Top of Document text
After a debate regarding the benefits and disadvantages of Amgen Inc’ Drug Xgeva brought on the attention of regulators, the Food and Drug Administration has decided to reject its use down the line.
U.S. health regulators have been advised to reconsider their position regarding Amgen Inc’s drug Xgeva, after it has been confirmed that the drug’s benefits do not outweigh the risk it carries to develop a much urgent condition.
Panel member Maha Hussain, professor of medicine in the hematology and oncology division at the University of Michigan, stated: “If you ask a patient, ‘Do you want to delay your disease by five minutes, but get significant toxicities?’ I think that would give them pause”.
A patient that talked in front of the panel said: “There isn’t a treatment that a man with prostate cancer gets that doesn’t have devastating effects on his masculinity and his quality of life”. Based on that, he thinks that “the men who would be candidates for this treatment would be standing up and cheering another option for them”.
Xgeva is a drug that has been originally approved in the use of delaying fractures and other bone injuries in patients with cancers that already spread to the bones. Xgeva’s maker, Amgen is working to gain approval for the drug’s use in the limitation of prostate cancer in a trial with male patients who have not responded to other therapies.
Bottom of Document text
#### Work instructions:
• 1. According to the article about Amgen's drug Xgeva, what was the drug originally approved for?
• 2. Go on with the article about Amgen's drug Xgeva, picking up after its last sentence.
The items aren't needed for either task.
Top of Supplied data
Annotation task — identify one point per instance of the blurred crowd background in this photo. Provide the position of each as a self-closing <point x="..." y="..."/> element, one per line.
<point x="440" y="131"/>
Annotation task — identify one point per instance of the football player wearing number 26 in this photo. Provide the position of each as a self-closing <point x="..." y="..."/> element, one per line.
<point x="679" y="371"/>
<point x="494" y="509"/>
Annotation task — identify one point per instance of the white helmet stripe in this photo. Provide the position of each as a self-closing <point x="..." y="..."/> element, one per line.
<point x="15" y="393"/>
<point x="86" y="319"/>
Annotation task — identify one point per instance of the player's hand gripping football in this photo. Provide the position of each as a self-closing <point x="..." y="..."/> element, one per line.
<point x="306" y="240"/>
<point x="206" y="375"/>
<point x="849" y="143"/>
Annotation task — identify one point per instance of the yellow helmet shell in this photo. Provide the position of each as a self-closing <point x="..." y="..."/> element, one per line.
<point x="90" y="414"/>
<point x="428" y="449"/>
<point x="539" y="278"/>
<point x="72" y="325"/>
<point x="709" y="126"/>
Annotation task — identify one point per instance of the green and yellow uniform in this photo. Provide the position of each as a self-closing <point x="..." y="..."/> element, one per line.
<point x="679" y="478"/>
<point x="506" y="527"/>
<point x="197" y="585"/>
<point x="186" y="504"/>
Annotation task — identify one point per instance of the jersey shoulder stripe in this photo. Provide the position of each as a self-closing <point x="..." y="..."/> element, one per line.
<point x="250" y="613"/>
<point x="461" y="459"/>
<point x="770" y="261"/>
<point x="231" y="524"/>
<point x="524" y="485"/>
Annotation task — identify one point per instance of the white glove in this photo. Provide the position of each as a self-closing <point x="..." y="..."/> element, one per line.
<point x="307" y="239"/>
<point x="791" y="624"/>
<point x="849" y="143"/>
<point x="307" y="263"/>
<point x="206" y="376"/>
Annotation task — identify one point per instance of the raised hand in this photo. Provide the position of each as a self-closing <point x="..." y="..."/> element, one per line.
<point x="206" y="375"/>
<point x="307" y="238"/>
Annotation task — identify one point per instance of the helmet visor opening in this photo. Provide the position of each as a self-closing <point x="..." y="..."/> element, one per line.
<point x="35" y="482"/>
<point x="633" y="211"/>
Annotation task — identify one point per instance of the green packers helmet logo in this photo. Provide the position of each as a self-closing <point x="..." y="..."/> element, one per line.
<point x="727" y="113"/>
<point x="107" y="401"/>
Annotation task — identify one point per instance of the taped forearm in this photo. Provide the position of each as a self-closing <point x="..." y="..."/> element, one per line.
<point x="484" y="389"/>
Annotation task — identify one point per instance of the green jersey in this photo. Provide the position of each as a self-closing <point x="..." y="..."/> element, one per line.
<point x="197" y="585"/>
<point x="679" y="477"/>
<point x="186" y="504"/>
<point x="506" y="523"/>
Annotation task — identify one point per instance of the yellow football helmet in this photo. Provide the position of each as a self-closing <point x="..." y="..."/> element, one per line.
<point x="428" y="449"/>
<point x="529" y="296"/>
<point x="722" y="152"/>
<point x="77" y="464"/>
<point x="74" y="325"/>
Bottom of Supplied data
Top of Supplied data
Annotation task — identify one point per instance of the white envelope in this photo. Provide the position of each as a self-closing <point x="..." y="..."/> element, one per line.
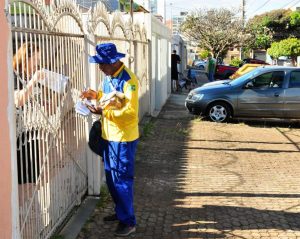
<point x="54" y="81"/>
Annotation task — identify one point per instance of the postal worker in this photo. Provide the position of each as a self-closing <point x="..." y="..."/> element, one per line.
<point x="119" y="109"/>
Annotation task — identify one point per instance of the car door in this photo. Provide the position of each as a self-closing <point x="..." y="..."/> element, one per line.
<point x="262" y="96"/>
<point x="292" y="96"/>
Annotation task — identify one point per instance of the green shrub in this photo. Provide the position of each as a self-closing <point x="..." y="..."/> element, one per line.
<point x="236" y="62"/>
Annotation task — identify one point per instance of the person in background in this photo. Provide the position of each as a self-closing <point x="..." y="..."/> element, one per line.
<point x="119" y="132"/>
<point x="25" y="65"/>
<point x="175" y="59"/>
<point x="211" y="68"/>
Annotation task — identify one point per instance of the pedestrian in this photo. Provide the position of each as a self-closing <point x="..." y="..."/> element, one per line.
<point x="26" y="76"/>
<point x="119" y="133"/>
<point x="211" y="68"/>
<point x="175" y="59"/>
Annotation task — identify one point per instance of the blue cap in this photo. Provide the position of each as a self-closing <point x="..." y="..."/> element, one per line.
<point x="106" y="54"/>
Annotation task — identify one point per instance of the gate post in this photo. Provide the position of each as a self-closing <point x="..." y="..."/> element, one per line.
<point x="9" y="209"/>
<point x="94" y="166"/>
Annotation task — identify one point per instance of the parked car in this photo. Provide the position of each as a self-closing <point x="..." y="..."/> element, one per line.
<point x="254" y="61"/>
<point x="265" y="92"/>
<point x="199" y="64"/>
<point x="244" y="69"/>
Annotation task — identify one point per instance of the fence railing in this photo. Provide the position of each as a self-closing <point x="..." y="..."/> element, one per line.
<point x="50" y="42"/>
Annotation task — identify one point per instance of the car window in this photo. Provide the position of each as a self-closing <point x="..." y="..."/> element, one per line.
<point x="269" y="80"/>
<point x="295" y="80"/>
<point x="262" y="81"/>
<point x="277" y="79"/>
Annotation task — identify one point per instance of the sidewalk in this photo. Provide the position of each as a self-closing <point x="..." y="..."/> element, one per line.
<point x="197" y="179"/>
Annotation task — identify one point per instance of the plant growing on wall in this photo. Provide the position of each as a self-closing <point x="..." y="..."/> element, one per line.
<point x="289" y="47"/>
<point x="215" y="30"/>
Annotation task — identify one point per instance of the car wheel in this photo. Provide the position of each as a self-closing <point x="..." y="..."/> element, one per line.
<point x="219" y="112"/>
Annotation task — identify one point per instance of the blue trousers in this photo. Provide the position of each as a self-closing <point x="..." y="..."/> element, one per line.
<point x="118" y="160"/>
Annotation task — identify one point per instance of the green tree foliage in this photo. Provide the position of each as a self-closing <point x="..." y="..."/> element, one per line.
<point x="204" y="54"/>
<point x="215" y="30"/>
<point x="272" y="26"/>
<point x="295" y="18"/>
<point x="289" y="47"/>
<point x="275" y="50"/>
Bottom of Supplied data
#### Task-by-task answers:
• 1. Delaying fractures and other bone injuries in patients whose cancers have already spread to the bones.

• 2.
Although the drug was proved to delay the spread of cancer to the bone by about four months, some of the 1,432 prostate cancer patients involved in the trial developed osteonecrosis of the jaw. The findings showed about one in 15 men who took Xgeva experienced damage of the jawbone.
Michael Severino, Amgen’s vice president of research and development, said yesterday that the company is confident Xgeva does provide a clinically meaningful benefit since it does delay the spread of cancer to the bone, a development which causes significant issues, such as intense pain and incontinence.
Xgeva is also sold for the treatment of osteoporosis, but it is administered at a lower dose and not as often as in the treatment of other bone cancer complications. Xgeva for osteoporosis is sold under the brand name Prolia, which targets the protein called RANK Ligand which regulates cells called osteoclasts that damage the bone.